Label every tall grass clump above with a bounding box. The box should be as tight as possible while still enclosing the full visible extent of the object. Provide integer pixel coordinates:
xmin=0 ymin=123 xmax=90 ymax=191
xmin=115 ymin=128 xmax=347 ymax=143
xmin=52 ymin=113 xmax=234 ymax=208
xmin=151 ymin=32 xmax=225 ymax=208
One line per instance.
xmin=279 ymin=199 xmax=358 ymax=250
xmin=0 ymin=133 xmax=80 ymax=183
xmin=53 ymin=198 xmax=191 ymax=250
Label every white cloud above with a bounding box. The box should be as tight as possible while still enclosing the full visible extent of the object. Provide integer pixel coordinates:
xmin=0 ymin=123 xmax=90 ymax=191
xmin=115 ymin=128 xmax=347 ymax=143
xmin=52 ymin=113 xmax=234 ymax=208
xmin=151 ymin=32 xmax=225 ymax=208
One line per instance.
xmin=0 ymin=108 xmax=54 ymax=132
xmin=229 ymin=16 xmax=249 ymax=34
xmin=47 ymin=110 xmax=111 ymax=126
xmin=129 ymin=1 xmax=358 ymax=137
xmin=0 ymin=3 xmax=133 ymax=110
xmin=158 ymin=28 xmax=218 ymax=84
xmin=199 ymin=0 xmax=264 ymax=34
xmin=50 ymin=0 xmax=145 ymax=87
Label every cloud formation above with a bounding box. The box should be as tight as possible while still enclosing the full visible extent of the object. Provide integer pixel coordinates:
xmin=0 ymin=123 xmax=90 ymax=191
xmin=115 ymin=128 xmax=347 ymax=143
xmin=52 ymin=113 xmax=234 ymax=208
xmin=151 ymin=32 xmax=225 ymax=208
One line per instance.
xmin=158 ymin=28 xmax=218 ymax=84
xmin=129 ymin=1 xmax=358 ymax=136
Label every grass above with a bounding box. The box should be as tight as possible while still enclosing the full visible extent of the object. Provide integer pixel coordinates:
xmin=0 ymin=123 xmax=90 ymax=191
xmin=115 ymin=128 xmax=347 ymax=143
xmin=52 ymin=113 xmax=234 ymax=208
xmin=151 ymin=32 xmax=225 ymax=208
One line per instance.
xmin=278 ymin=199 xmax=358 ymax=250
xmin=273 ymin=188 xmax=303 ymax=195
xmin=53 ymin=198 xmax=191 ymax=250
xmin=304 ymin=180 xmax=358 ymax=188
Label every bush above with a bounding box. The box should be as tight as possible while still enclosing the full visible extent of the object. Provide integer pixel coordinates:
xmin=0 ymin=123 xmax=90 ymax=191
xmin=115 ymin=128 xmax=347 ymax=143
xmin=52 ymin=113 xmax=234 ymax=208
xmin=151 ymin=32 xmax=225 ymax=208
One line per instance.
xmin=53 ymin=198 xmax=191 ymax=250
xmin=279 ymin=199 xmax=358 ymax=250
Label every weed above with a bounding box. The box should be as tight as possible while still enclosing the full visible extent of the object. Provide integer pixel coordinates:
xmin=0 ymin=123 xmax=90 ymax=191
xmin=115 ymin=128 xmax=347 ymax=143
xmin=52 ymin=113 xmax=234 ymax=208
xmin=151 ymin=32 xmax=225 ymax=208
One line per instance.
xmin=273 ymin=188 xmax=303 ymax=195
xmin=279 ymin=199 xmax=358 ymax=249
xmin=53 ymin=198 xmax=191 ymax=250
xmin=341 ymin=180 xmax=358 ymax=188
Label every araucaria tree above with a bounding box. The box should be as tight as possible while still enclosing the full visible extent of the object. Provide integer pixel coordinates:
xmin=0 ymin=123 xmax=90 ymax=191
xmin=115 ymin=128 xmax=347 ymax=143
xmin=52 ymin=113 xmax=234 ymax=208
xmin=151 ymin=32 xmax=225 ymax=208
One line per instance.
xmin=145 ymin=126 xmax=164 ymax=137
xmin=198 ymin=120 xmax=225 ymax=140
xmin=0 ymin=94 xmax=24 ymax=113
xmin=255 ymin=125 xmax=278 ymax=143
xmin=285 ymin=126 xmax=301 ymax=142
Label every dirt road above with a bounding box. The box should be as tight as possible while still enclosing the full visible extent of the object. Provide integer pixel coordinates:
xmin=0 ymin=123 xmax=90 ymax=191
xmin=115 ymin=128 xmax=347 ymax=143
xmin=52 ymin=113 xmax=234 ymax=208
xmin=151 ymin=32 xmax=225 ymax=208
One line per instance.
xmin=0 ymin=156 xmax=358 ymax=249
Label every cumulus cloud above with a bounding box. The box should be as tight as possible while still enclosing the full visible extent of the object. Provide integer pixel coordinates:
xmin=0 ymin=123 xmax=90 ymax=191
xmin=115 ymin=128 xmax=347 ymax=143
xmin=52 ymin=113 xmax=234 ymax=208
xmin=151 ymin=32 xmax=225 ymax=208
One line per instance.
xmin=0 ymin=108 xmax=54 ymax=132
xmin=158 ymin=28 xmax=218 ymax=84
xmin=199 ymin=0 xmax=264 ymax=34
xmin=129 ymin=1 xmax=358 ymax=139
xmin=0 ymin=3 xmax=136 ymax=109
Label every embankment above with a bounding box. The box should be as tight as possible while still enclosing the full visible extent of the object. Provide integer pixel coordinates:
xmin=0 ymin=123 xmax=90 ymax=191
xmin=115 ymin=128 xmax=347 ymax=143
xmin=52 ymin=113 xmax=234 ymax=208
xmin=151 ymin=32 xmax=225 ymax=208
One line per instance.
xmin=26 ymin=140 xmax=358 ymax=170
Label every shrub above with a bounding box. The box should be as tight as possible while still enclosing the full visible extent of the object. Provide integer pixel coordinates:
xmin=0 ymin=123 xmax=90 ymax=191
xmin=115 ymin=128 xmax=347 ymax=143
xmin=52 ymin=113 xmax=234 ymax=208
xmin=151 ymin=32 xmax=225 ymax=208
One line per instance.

- EXERCISE -
Copy every one of the records above verbatim, changing nothing.

- COMPLETED EXERCISE -
Label every tall grass clump above with a bounding box. The box should be as tight as possible while still enclosing the full visible extent of the object. Provide integer pixel coordinates:
xmin=0 ymin=123 xmax=90 ymax=191
xmin=115 ymin=128 xmax=347 ymax=143
xmin=52 ymin=113 xmax=234 ymax=208
xmin=151 ymin=32 xmax=225 ymax=208
One line per instance.
xmin=279 ymin=199 xmax=358 ymax=250
xmin=0 ymin=133 xmax=80 ymax=183
xmin=53 ymin=198 xmax=191 ymax=250
Label every white cloud above with a bounding box. The box should be as tight as possible while still enclosing the full visible extent of the object. Provide integer pixel coordinates:
xmin=0 ymin=123 xmax=90 ymax=191
xmin=115 ymin=128 xmax=347 ymax=143
xmin=52 ymin=113 xmax=234 ymax=208
xmin=151 ymin=32 xmax=225 ymax=208
One line per instance.
xmin=0 ymin=108 xmax=54 ymax=132
xmin=229 ymin=16 xmax=249 ymax=34
xmin=47 ymin=110 xmax=111 ymax=126
xmin=129 ymin=1 xmax=358 ymax=137
xmin=0 ymin=3 xmax=133 ymax=110
xmin=158 ymin=28 xmax=218 ymax=84
xmin=199 ymin=0 xmax=264 ymax=34
xmin=50 ymin=0 xmax=145 ymax=87
Label every cloud formation above with a bounding box. The box should be as tight as possible while still enclosing the full visible extent of the object. Provide integer pixel coordinates:
xmin=0 ymin=123 xmax=90 ymax=191
xmin=115 ymin=128 xmax=347 ymax=143
xmin=52 ymin=113 xmax=234 ymax=208
xmin=151 ymin=32 xmax=225 ymax=208
One line per instance.
xmin=158 ymin=28 xmax=218 ymax=84
xmin=129 ymin=1 xmax=358 ymax=136
Label every grass above with a bounding box. The box should be as tight as possible while still enclosing the full visible extent of the object. Provide integer pixel coordinates:
xmin=0 ymin=123 xmax=90 ymax=191
xmin=115 ymin=128 xmax=347 ymax=143
xmin=52 ymin=113 xmax=234 ymax=208
xmin=151 ymin=32 xmax=225 ymax=208
One line per instance.
xmin=278 ymin=199 xmax=358 ymax=250
xmin=273 ymin=188 xmax=303 ymax=195
xmin=53 ymin=198 xmax=191 ymax=250
xmin=304 ymin=180 xmax=358 ymax=188
Label every bush above with a bounding box. The box should be as tight as possible while still enclosing the full visible extent of the object. Provide integer pixel coordinates:
xmin=0 ymin=123 xmax=90 ymax=191
xmin=115 ymin=128 xmax=347 ymax=143
xmin=52 ymin=113 xmax=234 ymax=208
xmin=151 ymin=32 xmax=225 ymax=208
One line per instance.
xmin=53 ymin=198 xmax=191 ymax=250
xmin=279 ymin=199 xmax=358 ymax=250
Label every weed above with a bounding box. The box should be as tight as possible while still enclosing the full visible extent of the object. Provide integer pixel coordinates:
xmin=0 ymin=123 xmax=90 ymax=191
xmin=115 ymin=128 xmax=347 ymax=143
xmin=52 ymin=113 xmax=234 ymax=208
xmin=151 ymin=32 xmax=225 ymax=208
One line per instance.
xmin=273 ymin=188 xmax=303 ymax=195
xmin=279 ymin=199 xmax=358 ymax=249
xmin=53 ymin=198 xmax=191 ymax=250
xmin=341 ymin=180 xmax=358 ymax=188
Label every araucaria tree above with a bounding box. The box should be as tight as possible while still enclosing the full visible extent of the object. Provide integer pixel coordinates:
xmin=0 ymin=123 xmax=90 ymax=191
xmin=115 ymin=128 xmax=347 ymax=143
xmin=52 ymin=113 xmax=234 ymax=208
xmin=151 ymin=32 xmax=225 ymax=208
One line per instance.
xmin=145 ymin=126 xmax=164 ymax=137
xmin=198 ymin=120 xmax=225 ymax=140
xmin=0 ymin=94 xmax=24 ymax=113
xmin=255 ymin=125 xmax=278 ymax=143
xmin=285 ymin=126 xmax=301 ymax=142
Label every dirt road above with a bounding box. The box should be as tight as possible while still enclosing the full visible extent of the object. Provide integer pixel coordinates:
xmin=0 ymin=123 xmax=90 ymax=191
xmin=115 ymin=128 xmax=347 ymax=143
xmin=52 ymin=113 xmax=234 ymax=208
xmin=151 ymin=32 xmax=225 ymax=208
One line per instance.
xmin=0 ymin=156 xmax=358 ymax=249
Label every cumulus cloud above with a bounding box. The box should be as tight as possible while still enclosing the full visible extent of the object. Provide integer pixel coordinates:
xmin=0 ymin=123 xmax=90 ymax=191
xmin=115 ymin=128 xmax=347 ymax=143
xmin=52 ymin=113 xmax=234 ymax=208
xmin=151 ymin=32 xmax=225 ymax=208
One line per instance.
xmin=0 ymin=108 xmax=54 ymax=132
xmin=158 ymin=28 xmax=218 ymax=84
xmin=199 ymin=0 xmax=264 ymax=34
xmin=129 ymin=1 xmax=358 ymax=139
xmin=0 ymin=3 xmax=136 ymax=109
Label every embankment above with a bounding box. The box should be as tight as possible while still enclosing the full visible extent of the object. Provide integer pixel coordinates:
xmin=0 ymin=123 xmax=90 ymax=191
xmin=115 ymin=128 xmax=347 ymax=143
xmin=52 ymin=113 xmax=234 ymax=208
xmin=151 ymin=32 xmax=225 ymax=208
One line per instance.
xmin=26 ymin=140 xmax=358 ymax=170
Label every shrub above with a bounding box. The box should be as tight as possible while still enclosing the full visible extent of the object. Provide integer pixel coordinates:
xmin=0 ymin=123 xmax=90 ymax=191
xmin=115 ymin=128 xmax=347 ymax=143
xmin=52 ymin=113 xmax=234 ymax=208
xmin=151 ymin=32 xmax=225 ymax=208
One line per instance.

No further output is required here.